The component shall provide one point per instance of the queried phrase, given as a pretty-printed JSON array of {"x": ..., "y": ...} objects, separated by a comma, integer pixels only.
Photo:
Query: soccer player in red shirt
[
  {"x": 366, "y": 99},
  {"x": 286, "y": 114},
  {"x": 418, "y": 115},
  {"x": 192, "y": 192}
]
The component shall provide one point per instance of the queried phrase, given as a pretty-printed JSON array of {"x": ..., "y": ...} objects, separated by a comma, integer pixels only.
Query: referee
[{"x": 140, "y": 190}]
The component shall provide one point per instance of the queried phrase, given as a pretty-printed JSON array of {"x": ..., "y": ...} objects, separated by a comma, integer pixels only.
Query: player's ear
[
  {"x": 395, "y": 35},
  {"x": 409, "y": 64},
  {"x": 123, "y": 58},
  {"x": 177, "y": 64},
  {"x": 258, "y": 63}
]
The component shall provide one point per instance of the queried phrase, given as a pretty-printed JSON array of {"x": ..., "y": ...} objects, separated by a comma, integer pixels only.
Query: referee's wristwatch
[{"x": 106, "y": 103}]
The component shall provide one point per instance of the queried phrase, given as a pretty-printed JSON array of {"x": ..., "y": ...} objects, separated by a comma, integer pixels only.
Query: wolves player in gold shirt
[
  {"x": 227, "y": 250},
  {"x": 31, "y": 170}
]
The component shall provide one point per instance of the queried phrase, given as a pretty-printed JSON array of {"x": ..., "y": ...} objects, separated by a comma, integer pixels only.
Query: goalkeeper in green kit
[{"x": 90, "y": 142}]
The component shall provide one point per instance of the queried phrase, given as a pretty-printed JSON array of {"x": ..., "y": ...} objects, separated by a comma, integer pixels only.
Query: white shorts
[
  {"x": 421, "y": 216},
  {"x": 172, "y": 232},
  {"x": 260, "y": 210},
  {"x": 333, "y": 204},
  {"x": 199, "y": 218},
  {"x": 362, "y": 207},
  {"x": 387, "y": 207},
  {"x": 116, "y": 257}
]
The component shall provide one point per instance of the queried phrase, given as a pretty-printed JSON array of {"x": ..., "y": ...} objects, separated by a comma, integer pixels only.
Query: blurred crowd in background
▬▬▬▬▬▬▬▬▬▬
--- EXERCISE DIRECTIONS ---
Restate the data above word for word, please.

--- TASK SOLUTION ---
The component shall provide one point per instance of the queried phrase, given as a pretty-printed JSON array of {"x": ..., "y": ...} objects, separated by a comma, integer pixels only.
Photo:
Query: soccer player in red shirt
[
  {"x": 366, "y": 99},
  {"x": 286, "y": 114},
  {"x": 418, "y": 115},
  {"x": 192, "y": 192}
]
The component shall provide one point per instance of the queried phrase, given as a pretty-printed JSON array of {"x": ..., "y": ...} objects, separated by a comma, integer pixels only.
Query: referee
[{"x": 140, "y": 190}]
The component shall provide one point per instance of the queried phrase, given as a pretty-printed JSON array of {"x": ..., "y": ...} objects, separated by a comma, integer pixels only.
Query: player's ear
[
  {"x": 395, "y": 35},
  {"x": 409, "y": 64},
  {"x": 123, "y": 58},
  {"x": 177, "y": 64},
  {"x": 258, "y": 63}
]
The component shall provide one point per instance of the queried phrase, given as a pretty-printed JSON array of {"x": ..., "y": ...} objects, separated by a comma, integer pixels only.
Query: referee's wristwatch
[{"x": 106, "y": 103}]
The component shall provide one point per instance of the queried phrase, given as a pretty-printed JSON array of {"x": ..., "y": ...} objects, separated by a comma, integer pixels only.
Query: wolves player in gold shirt
[
  {"x": 227, "y": 250},
  {"x": 31, "y": 170}
]
The component shall provide one point per instance of the queried phrase, given as a pretty-printed JSON array of {"x": ..., "y": ...} objects, separated by a comma, integer pixels only.
Query: goalkeeper in green kit
[{"x": 90, "y": 142}]
The component shall provide one point per instance of the queried phrase, given as a pretty-printed JSON array of {"x": ..., "y": ...} objects, separated by a comma, integer pixels only.
Query: white shorts
[
  {"x": 421, "y": 216},
  {"x": 172, "y": 232},
  {"x": 260, "y": 210},
  {"x": 333, "y": 204},
  {"x": 199, "y": 218},
  {"x": 362, "y": 207},
  {"x": 387, "y": 207},
  {"x": 116, "y": 257}
]
The component shall provide one point per instance of the queried phrase, given as a pretty-printed JSON array of {"x": ..., "y": ...} objects, separated by a comma, integer pixels only.
Query: blurred crowd in background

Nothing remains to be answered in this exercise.